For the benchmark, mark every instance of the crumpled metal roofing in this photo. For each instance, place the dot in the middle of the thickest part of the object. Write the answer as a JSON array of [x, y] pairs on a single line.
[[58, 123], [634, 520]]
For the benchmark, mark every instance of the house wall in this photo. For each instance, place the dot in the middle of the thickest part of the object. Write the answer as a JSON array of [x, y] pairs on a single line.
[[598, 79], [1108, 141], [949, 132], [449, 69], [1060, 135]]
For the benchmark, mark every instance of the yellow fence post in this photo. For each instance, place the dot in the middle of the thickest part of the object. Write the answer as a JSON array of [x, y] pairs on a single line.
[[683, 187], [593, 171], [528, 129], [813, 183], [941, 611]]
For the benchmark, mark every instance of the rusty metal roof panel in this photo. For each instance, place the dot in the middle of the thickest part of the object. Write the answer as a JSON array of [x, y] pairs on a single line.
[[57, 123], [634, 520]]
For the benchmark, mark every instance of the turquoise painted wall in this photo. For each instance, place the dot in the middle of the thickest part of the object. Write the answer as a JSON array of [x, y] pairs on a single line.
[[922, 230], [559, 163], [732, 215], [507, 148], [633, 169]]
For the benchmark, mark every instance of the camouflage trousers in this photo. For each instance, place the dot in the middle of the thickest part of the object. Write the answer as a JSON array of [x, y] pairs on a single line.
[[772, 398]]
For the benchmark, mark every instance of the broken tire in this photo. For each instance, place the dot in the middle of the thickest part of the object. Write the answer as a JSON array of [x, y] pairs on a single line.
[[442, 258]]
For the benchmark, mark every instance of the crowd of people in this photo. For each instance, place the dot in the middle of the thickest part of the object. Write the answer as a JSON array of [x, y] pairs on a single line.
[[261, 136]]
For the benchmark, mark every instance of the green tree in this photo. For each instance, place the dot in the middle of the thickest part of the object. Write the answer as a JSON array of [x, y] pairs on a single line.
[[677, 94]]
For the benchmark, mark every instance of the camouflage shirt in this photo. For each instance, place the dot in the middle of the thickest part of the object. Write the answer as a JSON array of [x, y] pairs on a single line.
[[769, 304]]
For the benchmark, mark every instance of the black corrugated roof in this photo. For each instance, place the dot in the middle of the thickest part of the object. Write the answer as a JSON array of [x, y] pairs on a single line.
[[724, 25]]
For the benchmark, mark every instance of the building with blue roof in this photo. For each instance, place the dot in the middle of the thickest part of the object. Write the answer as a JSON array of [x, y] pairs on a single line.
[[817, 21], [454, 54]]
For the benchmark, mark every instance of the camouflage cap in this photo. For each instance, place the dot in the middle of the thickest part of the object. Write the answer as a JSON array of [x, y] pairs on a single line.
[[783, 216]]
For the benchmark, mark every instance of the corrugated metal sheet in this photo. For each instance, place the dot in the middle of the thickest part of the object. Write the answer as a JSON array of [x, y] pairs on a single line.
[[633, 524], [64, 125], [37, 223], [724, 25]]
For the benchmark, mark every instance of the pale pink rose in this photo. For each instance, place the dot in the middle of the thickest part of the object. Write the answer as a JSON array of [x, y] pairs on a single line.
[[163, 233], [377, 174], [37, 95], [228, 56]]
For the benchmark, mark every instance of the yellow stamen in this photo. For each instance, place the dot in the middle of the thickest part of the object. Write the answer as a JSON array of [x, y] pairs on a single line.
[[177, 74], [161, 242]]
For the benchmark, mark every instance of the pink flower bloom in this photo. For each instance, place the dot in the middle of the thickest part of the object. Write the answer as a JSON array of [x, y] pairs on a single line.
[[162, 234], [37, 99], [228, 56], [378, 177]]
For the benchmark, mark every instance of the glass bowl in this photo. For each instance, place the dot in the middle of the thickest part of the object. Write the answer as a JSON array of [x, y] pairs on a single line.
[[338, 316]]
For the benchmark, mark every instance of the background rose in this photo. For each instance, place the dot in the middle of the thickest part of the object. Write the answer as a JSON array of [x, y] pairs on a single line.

▬▬▬▬▬▬▬▬▬▬

**Request:** Rescale the entries from the line containing "the camouflage trousers" up to and including the line containing "[[772, 398]]", reproducing every line in that span with the requests included and multiplying each coordinate in the answers by 2.55, rounded to the nearest whole number with halves rounded up. Return only those lines.

**Expected output:**
For the benchmark, mark every instance of the camouflage trousers in this photo. For each instance, place the dot in the middle of the thickest part of the object. Write the answer as a JSON array of [x, y] pairs on a single line.
[[1969, 1015]]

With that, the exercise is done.